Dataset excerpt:

=======

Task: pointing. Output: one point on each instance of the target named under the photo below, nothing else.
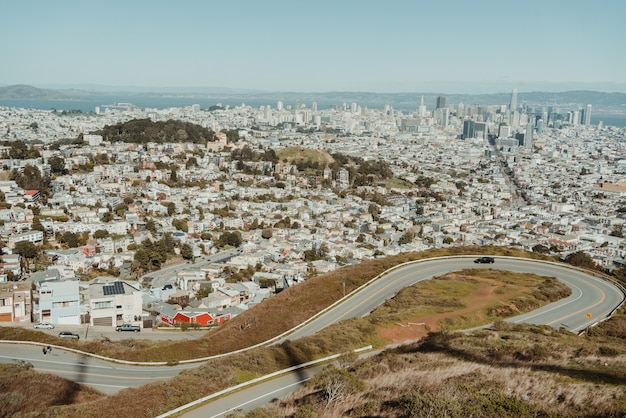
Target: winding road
(592, 300)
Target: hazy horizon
(391, 47)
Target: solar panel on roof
(117, 288)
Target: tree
(186, 251)
(107, 217)
(100, 233)
(406, 238)
(27, 250)
(580, 259)
(36, 225)
(151, 226)
(180, 225)
(171, 208)
(57, 165)
(336, 384)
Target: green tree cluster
(142, 131)
(151, 255)
(229, 238)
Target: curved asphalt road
(590, 295)
(592, 299)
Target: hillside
(298, 154)
(24, 92)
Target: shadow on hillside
(295, 356)
(440, 342)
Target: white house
(59, 302)
(115, 303)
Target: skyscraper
(587, 120)
(422, 109)
(528, 137)
(513, 105)
(468, 129)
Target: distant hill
(408, 101)
(297, 153)
(25, 92)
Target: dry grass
(251, 328)
(451, 375)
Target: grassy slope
(509, 370)
(310, 297)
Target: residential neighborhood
(84, 251)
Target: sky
(454, 46)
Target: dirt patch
(418, 327)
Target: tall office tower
(504, 131)
(445, 116)
(422, 109)
(468, 129)
(513, 105)
(528, 137)
(460, 111)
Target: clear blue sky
(454, 46)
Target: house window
(102, 305)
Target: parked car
(485, 260)
(128, 327)
(69, 335)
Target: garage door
(104, 321)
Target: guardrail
(257, 380)
(338, 302)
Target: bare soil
(419, 326)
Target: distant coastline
(147, 101)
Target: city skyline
(393, 47)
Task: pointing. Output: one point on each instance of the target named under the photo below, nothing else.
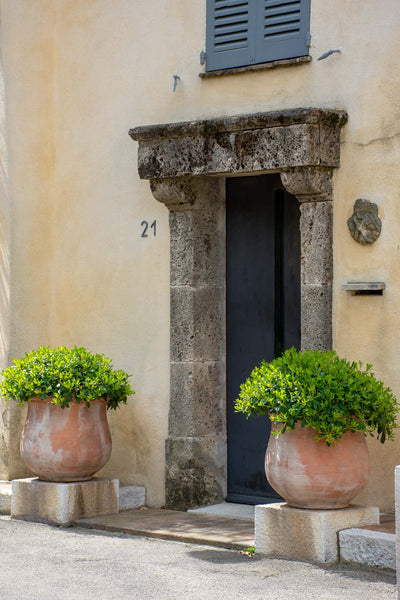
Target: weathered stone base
(369, 548)
(306, 535)
(63, 503)
(131, 497)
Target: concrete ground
(39, 562)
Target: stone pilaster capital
(308, 184)
(183, 193)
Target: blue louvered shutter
(230, 41)
(282, 29)
(241, 33)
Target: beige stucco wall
(78, 75)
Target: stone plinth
(306, 535)
(63, 503)
(397, 499)
(5, 497)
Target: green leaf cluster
(64, 375)
(320, 390)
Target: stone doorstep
(130, 497)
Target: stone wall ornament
(364, 224)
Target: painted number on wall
(148, 230)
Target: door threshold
(244, 512)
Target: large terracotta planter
(65, 444)
(310, 474)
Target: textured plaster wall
(78, 75)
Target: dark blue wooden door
(262, 311)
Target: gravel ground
(39, 562)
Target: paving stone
(180, 526)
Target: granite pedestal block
(397, 503)
(63, 503)
(306, 535)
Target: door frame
(187, 164)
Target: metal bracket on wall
(364, 288)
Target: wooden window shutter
(245, 32)
(282, 29)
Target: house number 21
(145, 228)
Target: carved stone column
(313, 188)
(196, 445)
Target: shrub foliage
(64, 375)
(320, 390)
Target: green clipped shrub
(64, 375)
(322, 391)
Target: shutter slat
(281, 20)
(282, 3)
(278, 13)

=======

- [Directions for this task]:
Please rewrite all the entries above with every occurrence of "hillside" changed to "hill slope", keeping everything else as it is. Leave out the pictures.

- [Exercise answer]:
Task: pointing. Output: one point on each instance of the target named under the photo below, nothing else.
Target: winding road
(592, 300)
Target: hazy horizon
(391, 47)
Target: solar panel on roof
(117, 288)
Target: tree
(186, 251)
(107, 217)
(100, 233)
(406, 238)
(27, 250)
(580, 259)
(36, 225)
(151, 226)
(180, 225)
(171, 208)
(57, 165)
(336, 384)
Target: green tree cluster
(142, 131)
(151, 255)
(229, 238)
Target: curved asphalt road
(590, 295)
(592, 299)
Target: hill slope
(298, 154)
(24, 92)
Target: shadow on hill slope
(295, 356)
(440, 342)
Target: white house
(59, 302)
(115, 303)
Target: skyscraper
(587, 120)
(422, 109)
(528, 137)
(513, 105)
(468, 129)
Target: distant hill
(408, 101)
(297, 153)
(25, 92)
Target: dry grass
(251, 328)
(451, 375)
Target: grassy slope
(509, 370)
(310, 297)
Target: residential neighborhood
(84, 251)
Target: sky
(454, 46)
Target: dirt patch
(418, 327)
Target: tall office tower
(504, 131)
(445, 116)
(422, 109)
(468, 129)
(513, 105)
(528, 137)
(460, 111)
Target: clear blue sky
(454, 46)
Target: house window
(102, 305)
Target: parked car
(485, 260)
(128, 327)
(69, 335)
Target: garage door
(104, 321)
Target: guardrail
(257, 380)
(338, 302)
Target: bare soil
(419, 326)
Target: distant coastline
(147, 101)
Target: city skyline
(393, 47)
Task: pointing. Output: one point on each instance of the target named under the photo below, nothing else.
Target: weathered stone base
(369, 548)
(306, 535)
(63, 503)
(131, 497)
Target: concrete ground
(39, 562)
Target: stone pilaster capital
(308, 184)
(183, 193)
Target: blue louvered shutter
(230, 41)
(282, 29)
(241, 33)
Target: beige stucco wall
(78, 75)
Target: stone plinth
(306, 535)
(63, 503)
(397, 499)
(5, 497)
Target: green leaf cluster
(64, 375)
(320, 390)
Target: stone doorstep
(130, 497)
Target: stone wall ornament
(364, 224)
Target: painted number on wall
(148, 230)
Target: door threshold
(244, 512)
Target: large terracotta planter
(65, 444)
(310, 474)
Target: textured plaster wall
(78, 75)
Target: dark blue wooden door
(262, 311)
Target: gravel ground
(39, 562)
Target: paving stone
(180, 526)
Target: granite pedestal block
(397, 503)
(63, 503)
(306, 535)
Target: door frame
(187, 164)
Target: metal bracket on wall
(364, 288)
Target: wooden window shutter
(245, 32)
(282, 29)
Target: house number 21
(145, 228)
Target: carved stone column
(313, 188)
(196, 445)
Target: shrub foliage
(64, 375)
(320, 390)
Target: green clipped shrub
(64, 375)
(322, 391)
Target: shutter slat
(281, 20)
(282, 3)
(278, 13)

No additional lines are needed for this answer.